What the task asks ▸ The reply should be the records repeated exactly, without any images.

======== Available data ========

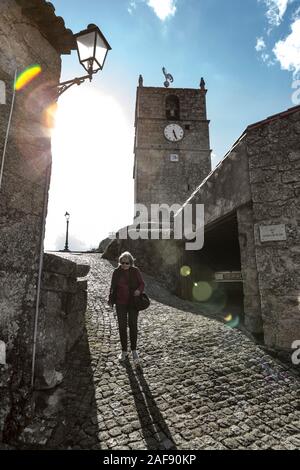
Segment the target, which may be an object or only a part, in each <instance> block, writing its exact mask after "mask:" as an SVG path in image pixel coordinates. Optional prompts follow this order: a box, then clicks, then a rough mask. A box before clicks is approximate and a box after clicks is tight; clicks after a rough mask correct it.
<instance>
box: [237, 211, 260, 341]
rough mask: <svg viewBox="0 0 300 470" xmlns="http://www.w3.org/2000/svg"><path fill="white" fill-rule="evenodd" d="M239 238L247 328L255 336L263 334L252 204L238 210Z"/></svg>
mask: <svg viewBox="0 0 300 470" xmlns="http://www.w3.org/2000/svg"><path fill="white" fill-rule="evenodd" d="M237 221H238V238H239V245H240V254H241V272H242V278H243V292H244V315H245V316H244V319H245V327H246V328H247V330H248V331H250V332H251V333H253V334H256V335H260V334H262V333H263V322H262V316H261V305H260V294H259V285H258V274H257V265H256V258H255V248H254V230H253V208H252V203H249V204H246V205H243V206H241V207H239V208H238V210H237Z"/></svg>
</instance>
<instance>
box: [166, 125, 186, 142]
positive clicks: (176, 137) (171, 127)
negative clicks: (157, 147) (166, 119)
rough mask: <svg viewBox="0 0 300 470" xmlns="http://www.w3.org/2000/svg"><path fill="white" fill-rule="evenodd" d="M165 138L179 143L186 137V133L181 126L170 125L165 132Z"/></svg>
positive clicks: (174, 141)
mask: <svg viewBox="0 0 300 470" xmlns="http://www.w3.org/2000/svg"><path fill="white" fill-rule="evenodd" d="M164 134H165V138H166V139H168V140H169V141H170V142H179V140H182V139H183V137H184V132H183V129H182V127H181V126H179V124H168V125H167V126H166V127H165V130H164Z"/></svg>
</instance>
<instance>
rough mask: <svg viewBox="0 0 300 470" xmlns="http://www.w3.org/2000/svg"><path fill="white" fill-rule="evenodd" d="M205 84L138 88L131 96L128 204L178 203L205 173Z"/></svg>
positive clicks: (201, 178) (205, 154)
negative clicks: (133, 136)
mask: <svg viewBox="0 0 300 470" xmlns="http://www.w3.org/2000/svg"><path fill="white" fill-rule="evenodd" d="M206 93H207V90H206V89H205V82H204V80H203V79H201V82H200V87H199V88H198V89H189V88H166V87H165V88H158V87H144V86H143V78H142V76H140V78H139V86H138V88H137V95H136V112H135V145H134V154H135V159H134V171H133V177H134V180H135V185H134V202H135V204H144V205H146V206H147V207H148V208H149V207H150V204H168V205H169V206H171V205H173V204H183V203H184V202H185V201H186V200H187V199H188V197H189V196H190V195H191V193H192V192H193V191H194V190H195V189H196V188H197V186H199V184H200V183H201V182H202V181H203V179H204V178H205V177H206V176H207V175H208V174H209V172H210V171H211V159H210V156H211V150H210V144H209V121H208V120H207V116H206Z"/></svg>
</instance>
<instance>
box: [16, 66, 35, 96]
mask: <svg viewBox="0 0 300 470" xmlns="http://www.w3.org/2000/svg"><path fill="white" fill-rule="evenodd" d="M41 72H42V67H41V66H40V65H31V66H30V67H28V68H27V69H25V70H24V71H23V72H21V73H20V74H19V75H18V76H17V78H16V81H15V84H14V88H15V90H16V91H19V90H22V89H23V88H24V87H25V86H26V85H28V84H29V83H30V82H31V81H32V80H34V79H35V78H36V77H37V76H38V75H40V73H41Z"/></svg>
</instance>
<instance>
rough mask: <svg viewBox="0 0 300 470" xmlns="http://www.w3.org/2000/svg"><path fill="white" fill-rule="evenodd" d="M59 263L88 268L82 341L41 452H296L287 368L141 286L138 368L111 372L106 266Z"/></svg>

========

The completed task ▸
Segment the target, which may be an object or only a part, in each <instance> block, writing its exact mask after "mask:" as an SVG path in image pixel coordinates. Optional prompts follow this order: a box, then clicks, then a rough mask. A box before clicks is approximate and a box after clicks is tight; clicks after a rough mask correct it.
<instance>
box: [237, 211, 260, 341]
rough mask: <svg viewBox="0 0 300 470" xmlns="http://www.w3.org/2000/svg"><path fill="white" fill-rule="evenodd" d="M239 238L247 328L255 336L263 334L252 204L238 210Z"/></svg>
mask: <svg viewBox="0 0 300 470" xmlns="http://www.w3.org/2000/svg"><path fill="white" fill-rule="evenodd" d="M237 221H238V238H239V245H240V254H241V272H242V278H243V292H244V315H245V316H244V319H245V327H246V328H247V330H248V331H250V332H251V333H253V334H256V335H260V334H262V333H263V322H262V316H261V305H260V294H259V285H258V274H257V265H256V258H255V248H254V230H253V208H252V203H249V204H246V205H243V206H241V207H239V208H238V210H237Z"/></svg>
</instance>
<instance>
box: [166, 125, 186, 142]
positive clicks: (176, 137) (171, 127)
negative clicks: (157, 147) (166, 119)
rough mask: <svg viewBox="0 0 300 470" xmlns="http://www.w3.org/2000/svg"><path fill="white" fill-rule="evenodd" d="M165 138L179 143L186 137V133L181 126L170 125L165 132Z"/></svg>
positive clicks: (174, 141)
mask: <svg viewBox="0 0 300 470" xmlns="http://www.w3.org/2000/svg"><path fill="white" fill-rule="evenodd" d="M164 134H165V138H166V139H168V140H169V141H170V142H179V140H182V139H183V137H184V132H183V129H182V127H181V126H179V124H168V125H167V126H166V127H165V130H164Z"/></svg>
</instance>
<instance>
rough mask: <svg viewBox="0 0 300 470" xmlns="http://www.w3.org/2000/svg"><path fill="white" fill-rule="evenodd" d="M205 84L138 88L131 96L128 204L178 203L205 173Z"/></svg>
positive clicks: (201, 178) (205, 154)
negative clicks: (133, 136)
mask: <svg viewBox="0 0 300 470" xmlns="http://www.w3.org/2000/svg"><path fill="white" fill-rule="evenodd" d="M206 93H207V90H206V89H205V82H204V80H203V79H201V82H200V87H199V88H198V89H189V88H166V87H165V88H158V87H144V86H143V78H142V76H140V78H139V86H138V88H137V95H136V112H135V145H134V154H135V159H134V171H133V177H134V180H135V185H134V202H135V204H144V205H146V206H147V207H148V208H149V207H150V204H168V205H169V206H171V205H173V204H183V203H184V202H185V201H186V200H187V199H188V197H189V196H190V195H191V193H192V192H193V191H194V190H195V189H196V188H197V186H199V184H200V183H201V182H202V181H203V179H204V178H205V177H206V176H207V175H208V174H209V172H210V171H211V159H210V156H211V150H210V144H209V121H208V120H207V116H206Z"/></svg>
</instance>
<instance>
box: [16, 66, 35, 96]
mask: <svg viewBox="0 0 300 470" xmlns="http://www.w3.org/2000/svg"><path fill="white" fill-rule="evenodd" d="M41 72H42V67H41V66H40V65H31V66H30V67H28V68H27V69H25V70H24V71H23V72H21V73H20V74H19V75H18V76H17V78H16V81H15V84H14V88H15V90H16V91H19V90H22V89H23V88H24V87H25V86H26V85H28V84H29V83H30V82H31V81H32V80H34V79H35V78H36V77H37V76H38V75H40V73H41Z"/></svg>
</instance>
<instance>
rough mask: <svg viewBox="0 0 300 470" xmlns="http://www.w3.org/2000/svg"><path fill="white" fill-rule="evenodd" d="M59 263L88 268L82 341L41 452H296L287 368L141 286L138 368L111 372L106 266Z"/></svg>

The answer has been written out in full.